**WHAT THIS TASK INVOLVES:** From the line containing "denim fabric? Indicate one point per instance." down to the last line of the material, return those lines verbatim and only those.

*** PROVIDED DATA

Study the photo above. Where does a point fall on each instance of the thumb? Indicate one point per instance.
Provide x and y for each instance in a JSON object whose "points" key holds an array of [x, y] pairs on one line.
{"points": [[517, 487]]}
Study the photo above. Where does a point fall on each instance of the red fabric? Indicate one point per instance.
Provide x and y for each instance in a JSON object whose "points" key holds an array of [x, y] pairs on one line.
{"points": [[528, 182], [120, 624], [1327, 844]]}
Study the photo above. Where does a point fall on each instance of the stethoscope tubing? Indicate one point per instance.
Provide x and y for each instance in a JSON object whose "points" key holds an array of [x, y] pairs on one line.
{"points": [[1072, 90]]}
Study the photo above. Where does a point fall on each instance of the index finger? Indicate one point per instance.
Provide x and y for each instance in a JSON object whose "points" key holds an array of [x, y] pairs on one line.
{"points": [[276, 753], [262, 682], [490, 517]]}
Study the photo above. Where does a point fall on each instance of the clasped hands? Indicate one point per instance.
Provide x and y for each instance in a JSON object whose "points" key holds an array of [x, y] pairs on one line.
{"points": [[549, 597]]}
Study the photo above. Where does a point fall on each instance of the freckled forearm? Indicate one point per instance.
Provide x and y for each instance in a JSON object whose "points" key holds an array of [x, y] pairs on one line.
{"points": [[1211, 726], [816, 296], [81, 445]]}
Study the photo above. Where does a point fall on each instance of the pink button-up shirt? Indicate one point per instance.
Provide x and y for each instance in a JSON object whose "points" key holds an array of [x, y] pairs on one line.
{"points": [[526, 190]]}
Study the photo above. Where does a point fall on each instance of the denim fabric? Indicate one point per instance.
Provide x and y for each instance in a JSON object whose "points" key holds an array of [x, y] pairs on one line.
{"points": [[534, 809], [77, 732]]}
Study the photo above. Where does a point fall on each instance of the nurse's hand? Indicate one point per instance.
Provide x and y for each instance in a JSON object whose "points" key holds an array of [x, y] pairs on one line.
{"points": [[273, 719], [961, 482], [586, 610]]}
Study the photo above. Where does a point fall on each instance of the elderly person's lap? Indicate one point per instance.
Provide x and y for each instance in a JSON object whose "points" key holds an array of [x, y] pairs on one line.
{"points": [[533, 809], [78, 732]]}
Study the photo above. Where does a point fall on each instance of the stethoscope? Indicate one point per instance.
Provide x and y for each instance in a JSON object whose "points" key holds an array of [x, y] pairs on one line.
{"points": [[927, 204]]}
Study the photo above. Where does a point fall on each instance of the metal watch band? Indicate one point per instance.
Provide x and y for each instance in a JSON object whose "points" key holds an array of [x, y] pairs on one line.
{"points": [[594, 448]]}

******

**RESPONSE FOR THIS EXERCISE:**
Study the photo above. Where does a point fall on each instance of the denim fabric? Indicate one point per instance.
Provide x and y for each instance in a JSON object whose "points" key holds an array of [x, y] pairs on one line.
{"points": [[534, 809], [77, 732]]}
Study the photo above. Where does a point fall on each instance of the nurse's hand? Indicate one point per instance.
Provide x and y for each instance in a JSON object whose "points" key holds an array of [x, y] pairs on one line.
{"points": [[273, 719], [961, 482], [586, 610]]}
Study the photo above. Where does a point fall on each instance of the elderly person's lap? Indicate one point per instance.
Provide x and y for each instance in a JSON object whose "points" key holds an array of [x, y] pairs on one line.
{"points": [[533, 809], [78, 732]]}
Study the photo above. Where does a point fall on each instance of the stethoscope? Indicate one point per instance.
Provide x and y for each instance in a JSON object whose "points" key holds an array of [x, y] pairs on one line.
{"points": [[927, 204]]}
Study the photo above. Where does a point fall on each instance of the metal watch band? Indicate one point per instance.
Provide x and y for each instance in a JSON object whose "points" key holds an array of [x, y] pairs on one line.
{"points": [[594, 448]]}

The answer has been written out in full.